(CONSIGNES À SUIVRE)
(1) Résumez en deux phrases le passage consacré à Zinho Vanheusden.
(2) Extrayez du passage consacré à Zinho Vanheusden le segment qui commence à « Mécontent du manque » et se termine à « talent est évoqué. », ces derniers mots compris, sans rien y modifier.

(PASSAGE FOURNI)
****************

De Pinamonti à Spalletti, tout le club affiche son soutien au joueur, comme s’il fallait une nouvelle preuve de ce qu’il représente au sein du club.  » En plus d’être un futur champion, c’est un chouette gars, une personne très mature pour son âge « , a servi Spalletti en conférence de presse.

Posé et conscient de la hauteur du défi italien, Zinho Vanheusden s’est finalement rétabli par l’intermédiaire d’un prêt au Standard. S’il étudie soigneusement tous les mouvements de Sergio Ramos, il n’ignore rien de la trajectoire de Leonardo Bonucci, formé à l’Inter avant d’exploser lors d’un prêt à Bari, pour finalement devenir une star mondiale du football défensif à la Juventus.

Son tremplin à lui passerait par Sclessin,  » son  » Standard, où il a pu revenir grâce aux bons rapports entre Olivier Renard et Walter Sabatini, alors directeur sportif de l’Inter. Un prêt consenti non sans avoir signé, au préalable, un nouveau contrat de cinq ans avec les Nerazzurri, qui ne veulent pas entendre parler d’option d’achat.

ZINHO LE ROUCHE

Le 30 janvier dernier, le Standard annonce donc qu’un accord a été trouvé pour le prêt de Zinho à Sclessin jusqu’à la fin de la saison, avec une option pour une saison supplémentaire. Éblouissant pour sa première à domicile, quand il remplace Christian Luyindama pour un match de play-offs face à Gand, il ne retrouvera plus le terrain jusqu’à la fin de saison, barré par la solide charnière formée par le Congolais et Konstantinos Laifis.

Mécontent du manque de confiance de Ricardo Sa Pinto malgré cette prestation aboutie face aux Buffalos, Vanheusden envisage d’aller voir ailleurs. Son temps de jeu pourrait bien se trouver à la Côte, où Gert Verheyen a été choisi pour emmener la nouvelle saison. Le coach des Côtiers ne cache pas son admiration pour Zinho, qu’il a connu en tant que sélectionneur des U19 et qu’il promet au plus grand avenir dans chaque conversation où son talent est évoqué.

****************

(DONNÉES FOURNIES)

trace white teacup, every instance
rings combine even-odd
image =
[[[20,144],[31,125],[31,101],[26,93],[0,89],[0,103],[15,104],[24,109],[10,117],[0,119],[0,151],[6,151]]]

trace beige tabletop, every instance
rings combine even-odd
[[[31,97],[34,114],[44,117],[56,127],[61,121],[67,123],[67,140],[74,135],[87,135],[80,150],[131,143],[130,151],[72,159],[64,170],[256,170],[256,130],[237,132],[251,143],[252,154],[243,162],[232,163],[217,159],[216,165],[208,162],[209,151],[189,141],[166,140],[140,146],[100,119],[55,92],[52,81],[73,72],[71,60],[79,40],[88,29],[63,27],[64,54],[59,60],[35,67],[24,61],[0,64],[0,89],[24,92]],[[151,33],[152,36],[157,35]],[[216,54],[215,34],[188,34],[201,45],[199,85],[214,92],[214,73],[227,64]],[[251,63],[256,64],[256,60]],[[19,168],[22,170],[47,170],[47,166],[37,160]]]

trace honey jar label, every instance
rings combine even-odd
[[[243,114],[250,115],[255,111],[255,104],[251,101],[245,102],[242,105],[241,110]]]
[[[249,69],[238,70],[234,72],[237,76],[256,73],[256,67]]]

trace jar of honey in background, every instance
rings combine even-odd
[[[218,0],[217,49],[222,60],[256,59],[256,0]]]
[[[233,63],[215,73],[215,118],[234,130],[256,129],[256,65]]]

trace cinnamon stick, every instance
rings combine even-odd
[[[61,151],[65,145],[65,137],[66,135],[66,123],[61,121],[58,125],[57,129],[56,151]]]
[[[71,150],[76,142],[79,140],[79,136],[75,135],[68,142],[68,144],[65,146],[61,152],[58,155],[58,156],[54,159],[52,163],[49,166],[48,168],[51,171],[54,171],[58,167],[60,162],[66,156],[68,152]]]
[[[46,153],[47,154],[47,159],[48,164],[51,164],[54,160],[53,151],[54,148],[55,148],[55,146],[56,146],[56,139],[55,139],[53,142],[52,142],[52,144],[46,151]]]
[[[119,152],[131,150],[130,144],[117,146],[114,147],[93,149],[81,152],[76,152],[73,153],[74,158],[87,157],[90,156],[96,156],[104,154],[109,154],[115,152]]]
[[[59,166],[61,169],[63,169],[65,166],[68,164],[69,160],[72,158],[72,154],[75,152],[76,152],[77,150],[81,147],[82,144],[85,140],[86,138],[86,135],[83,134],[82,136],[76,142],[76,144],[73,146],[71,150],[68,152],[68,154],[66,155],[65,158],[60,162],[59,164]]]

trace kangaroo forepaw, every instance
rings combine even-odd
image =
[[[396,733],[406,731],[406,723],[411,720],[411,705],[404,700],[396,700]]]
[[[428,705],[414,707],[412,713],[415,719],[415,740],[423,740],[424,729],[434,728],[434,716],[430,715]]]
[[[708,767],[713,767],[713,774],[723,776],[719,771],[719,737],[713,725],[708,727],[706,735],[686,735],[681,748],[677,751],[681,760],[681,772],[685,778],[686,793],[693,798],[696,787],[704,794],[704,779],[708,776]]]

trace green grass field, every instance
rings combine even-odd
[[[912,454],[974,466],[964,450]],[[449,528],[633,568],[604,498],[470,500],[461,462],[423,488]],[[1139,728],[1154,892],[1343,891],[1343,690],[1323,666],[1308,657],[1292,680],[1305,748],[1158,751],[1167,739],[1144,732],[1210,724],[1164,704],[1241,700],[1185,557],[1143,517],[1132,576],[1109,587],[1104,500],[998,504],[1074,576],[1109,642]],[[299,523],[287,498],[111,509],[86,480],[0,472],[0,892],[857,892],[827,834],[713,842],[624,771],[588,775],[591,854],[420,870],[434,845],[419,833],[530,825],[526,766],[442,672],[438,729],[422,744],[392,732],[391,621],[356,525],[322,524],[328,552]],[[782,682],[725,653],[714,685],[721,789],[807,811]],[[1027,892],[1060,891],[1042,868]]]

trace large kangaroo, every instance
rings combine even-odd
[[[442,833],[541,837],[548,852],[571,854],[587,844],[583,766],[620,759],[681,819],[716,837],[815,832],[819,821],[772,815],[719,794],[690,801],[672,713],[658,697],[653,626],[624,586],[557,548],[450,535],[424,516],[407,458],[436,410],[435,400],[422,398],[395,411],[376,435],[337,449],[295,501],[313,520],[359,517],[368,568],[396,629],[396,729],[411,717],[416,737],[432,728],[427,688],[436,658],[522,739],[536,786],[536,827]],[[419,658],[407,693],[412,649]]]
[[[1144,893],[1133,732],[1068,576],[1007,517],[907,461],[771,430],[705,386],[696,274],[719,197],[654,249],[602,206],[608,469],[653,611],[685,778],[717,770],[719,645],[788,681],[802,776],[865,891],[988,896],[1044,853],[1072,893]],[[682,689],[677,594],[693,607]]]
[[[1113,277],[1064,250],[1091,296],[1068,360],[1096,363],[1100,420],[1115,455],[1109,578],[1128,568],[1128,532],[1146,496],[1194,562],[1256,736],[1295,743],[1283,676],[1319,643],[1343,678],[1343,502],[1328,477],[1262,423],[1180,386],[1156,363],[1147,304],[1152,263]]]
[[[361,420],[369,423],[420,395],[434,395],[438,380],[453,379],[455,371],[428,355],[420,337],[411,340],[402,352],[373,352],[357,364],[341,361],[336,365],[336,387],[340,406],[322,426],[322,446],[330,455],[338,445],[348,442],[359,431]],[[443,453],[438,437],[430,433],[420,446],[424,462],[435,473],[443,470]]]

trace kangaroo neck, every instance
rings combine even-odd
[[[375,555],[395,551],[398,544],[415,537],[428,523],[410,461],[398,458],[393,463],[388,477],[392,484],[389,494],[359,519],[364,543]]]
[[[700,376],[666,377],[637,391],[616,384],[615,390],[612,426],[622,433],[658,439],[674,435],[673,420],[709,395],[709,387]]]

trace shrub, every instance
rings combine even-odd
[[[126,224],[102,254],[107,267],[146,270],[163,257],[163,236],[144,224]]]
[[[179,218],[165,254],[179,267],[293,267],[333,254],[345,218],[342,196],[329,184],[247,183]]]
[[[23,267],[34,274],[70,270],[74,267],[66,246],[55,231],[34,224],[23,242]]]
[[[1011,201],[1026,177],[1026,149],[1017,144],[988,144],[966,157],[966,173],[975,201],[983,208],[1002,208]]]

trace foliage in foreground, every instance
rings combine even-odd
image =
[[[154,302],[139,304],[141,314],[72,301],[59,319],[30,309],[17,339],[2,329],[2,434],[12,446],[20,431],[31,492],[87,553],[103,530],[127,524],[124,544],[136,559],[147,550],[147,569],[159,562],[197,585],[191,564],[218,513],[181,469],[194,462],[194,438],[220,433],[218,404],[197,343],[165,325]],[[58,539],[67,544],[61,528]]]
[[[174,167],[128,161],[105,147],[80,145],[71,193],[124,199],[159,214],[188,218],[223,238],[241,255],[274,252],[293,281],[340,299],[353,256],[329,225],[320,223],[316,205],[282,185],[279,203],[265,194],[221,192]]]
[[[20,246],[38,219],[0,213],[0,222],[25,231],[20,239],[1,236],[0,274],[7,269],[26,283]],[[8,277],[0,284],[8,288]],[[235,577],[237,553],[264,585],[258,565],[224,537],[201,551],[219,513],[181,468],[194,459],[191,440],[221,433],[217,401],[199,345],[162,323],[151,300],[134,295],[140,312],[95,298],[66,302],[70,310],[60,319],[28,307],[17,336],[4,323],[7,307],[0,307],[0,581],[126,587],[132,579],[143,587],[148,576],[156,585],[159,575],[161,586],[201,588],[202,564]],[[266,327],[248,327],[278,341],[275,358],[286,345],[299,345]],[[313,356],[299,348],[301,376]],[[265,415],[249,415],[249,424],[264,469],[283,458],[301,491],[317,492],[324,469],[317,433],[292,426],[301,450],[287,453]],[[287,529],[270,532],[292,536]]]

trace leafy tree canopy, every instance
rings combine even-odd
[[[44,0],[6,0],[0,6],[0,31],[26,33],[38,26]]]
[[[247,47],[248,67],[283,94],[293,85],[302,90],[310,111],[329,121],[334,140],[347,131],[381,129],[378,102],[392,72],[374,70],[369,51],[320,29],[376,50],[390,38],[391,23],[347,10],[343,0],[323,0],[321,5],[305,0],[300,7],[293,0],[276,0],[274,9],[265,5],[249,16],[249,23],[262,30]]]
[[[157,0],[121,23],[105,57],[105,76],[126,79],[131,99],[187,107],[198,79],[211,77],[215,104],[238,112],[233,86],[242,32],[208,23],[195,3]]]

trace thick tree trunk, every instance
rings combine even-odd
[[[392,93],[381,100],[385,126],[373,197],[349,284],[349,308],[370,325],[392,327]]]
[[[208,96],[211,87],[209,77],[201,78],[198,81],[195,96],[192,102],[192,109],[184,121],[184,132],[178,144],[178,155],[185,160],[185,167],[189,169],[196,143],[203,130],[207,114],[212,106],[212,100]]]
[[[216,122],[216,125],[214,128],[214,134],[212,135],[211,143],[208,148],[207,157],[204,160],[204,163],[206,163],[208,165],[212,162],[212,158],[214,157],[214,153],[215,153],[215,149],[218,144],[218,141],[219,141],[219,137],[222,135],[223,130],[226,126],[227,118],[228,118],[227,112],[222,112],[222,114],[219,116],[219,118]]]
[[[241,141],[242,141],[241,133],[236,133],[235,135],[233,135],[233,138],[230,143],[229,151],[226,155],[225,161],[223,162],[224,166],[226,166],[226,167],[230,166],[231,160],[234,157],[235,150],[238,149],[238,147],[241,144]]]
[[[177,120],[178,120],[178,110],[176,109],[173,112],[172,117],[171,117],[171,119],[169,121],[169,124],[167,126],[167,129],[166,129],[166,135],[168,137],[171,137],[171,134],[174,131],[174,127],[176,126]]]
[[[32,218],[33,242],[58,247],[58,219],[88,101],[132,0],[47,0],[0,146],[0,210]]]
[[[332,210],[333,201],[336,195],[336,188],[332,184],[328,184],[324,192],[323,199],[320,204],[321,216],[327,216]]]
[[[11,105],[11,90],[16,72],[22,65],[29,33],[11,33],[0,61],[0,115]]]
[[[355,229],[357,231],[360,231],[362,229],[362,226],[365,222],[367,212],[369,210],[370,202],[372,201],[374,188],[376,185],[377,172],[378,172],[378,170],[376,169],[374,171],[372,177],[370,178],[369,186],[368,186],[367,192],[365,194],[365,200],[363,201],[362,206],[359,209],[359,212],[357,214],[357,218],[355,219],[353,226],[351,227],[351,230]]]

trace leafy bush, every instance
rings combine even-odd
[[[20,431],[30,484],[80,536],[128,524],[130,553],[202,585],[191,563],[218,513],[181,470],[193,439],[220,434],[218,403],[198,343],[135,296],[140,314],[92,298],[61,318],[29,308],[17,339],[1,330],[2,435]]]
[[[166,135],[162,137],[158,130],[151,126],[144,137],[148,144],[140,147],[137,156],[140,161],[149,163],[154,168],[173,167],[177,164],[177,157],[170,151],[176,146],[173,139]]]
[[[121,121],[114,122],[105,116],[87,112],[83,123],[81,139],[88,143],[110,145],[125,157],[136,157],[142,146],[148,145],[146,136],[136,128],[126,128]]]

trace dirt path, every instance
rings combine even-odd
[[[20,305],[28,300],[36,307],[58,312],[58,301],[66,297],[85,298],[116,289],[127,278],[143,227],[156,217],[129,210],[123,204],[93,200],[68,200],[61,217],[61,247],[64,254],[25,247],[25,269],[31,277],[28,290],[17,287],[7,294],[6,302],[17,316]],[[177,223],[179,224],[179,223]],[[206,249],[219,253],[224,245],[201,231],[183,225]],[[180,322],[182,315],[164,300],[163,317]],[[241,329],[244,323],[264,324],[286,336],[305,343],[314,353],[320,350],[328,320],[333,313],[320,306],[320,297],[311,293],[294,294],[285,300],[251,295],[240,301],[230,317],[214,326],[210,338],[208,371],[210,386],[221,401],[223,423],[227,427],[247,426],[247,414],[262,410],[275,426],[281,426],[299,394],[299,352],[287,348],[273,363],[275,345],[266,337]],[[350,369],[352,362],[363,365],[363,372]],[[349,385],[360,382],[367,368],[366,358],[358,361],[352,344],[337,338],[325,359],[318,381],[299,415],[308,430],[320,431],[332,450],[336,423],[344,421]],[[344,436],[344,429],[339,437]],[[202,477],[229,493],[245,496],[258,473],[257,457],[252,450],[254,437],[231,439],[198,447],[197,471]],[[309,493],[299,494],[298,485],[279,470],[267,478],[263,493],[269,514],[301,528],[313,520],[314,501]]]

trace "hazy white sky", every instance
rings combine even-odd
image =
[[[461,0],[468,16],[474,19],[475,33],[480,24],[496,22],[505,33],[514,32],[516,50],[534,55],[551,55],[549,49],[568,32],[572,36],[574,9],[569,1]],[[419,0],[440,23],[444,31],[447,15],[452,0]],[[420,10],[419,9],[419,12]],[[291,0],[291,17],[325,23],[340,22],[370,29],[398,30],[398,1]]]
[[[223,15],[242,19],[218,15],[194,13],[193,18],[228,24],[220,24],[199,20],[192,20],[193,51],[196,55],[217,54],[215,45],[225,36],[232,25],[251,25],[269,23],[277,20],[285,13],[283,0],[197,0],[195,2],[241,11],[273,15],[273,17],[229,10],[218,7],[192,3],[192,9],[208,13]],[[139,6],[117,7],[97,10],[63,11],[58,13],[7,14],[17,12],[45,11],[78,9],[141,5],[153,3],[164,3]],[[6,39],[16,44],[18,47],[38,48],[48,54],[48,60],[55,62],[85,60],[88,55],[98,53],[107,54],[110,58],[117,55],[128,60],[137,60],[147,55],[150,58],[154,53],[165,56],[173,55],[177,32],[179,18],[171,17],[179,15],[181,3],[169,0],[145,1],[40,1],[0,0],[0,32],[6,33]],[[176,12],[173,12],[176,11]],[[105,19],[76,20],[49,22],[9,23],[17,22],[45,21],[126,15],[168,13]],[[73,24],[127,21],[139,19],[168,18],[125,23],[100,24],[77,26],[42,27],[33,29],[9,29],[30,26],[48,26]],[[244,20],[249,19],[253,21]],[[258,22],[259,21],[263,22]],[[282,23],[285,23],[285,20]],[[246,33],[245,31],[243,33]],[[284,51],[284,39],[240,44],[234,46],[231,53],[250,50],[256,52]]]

****************

(RÉPONSES DANS L'ORDRE)
(1) Soutenu par tout son club, Zinho Vanheusden a été prêté au Standard après avoir signé un nouveau contrat de cinq ans avec les Nerazzurri, qui ne veulent pas entendre parler d'option d'achat. Éblouissant pour sa première à domicile face à Gand, il n'a ensuite plus retrouvé le terrain et, mécontent du manque de confiance de Ricardo Sa Pinto, il envisage d'aller voir ailleurs, peut-être à la Côte, où Gert Verheyen ne cache pas son admiration pour lui.

(2)
Mécontent du manque de confiance de Ricardo Sa Pinto malgré cette prestation aboutie face aux Buffalos, Vanheusden envisage d’aller voir ailleurs. Son temps de jeu pourrait bien se trouver à la Côte, où Gert Verheyen a été choisi pour emmener la nouvelle saison. Le coach des Côtiers ne cache pas son admiration pour Zinho, qu’il a connu en tant que sélectionneur des U19 et qu’il promet au plus grand avenir dans chaque conversation où son talent est évoqué.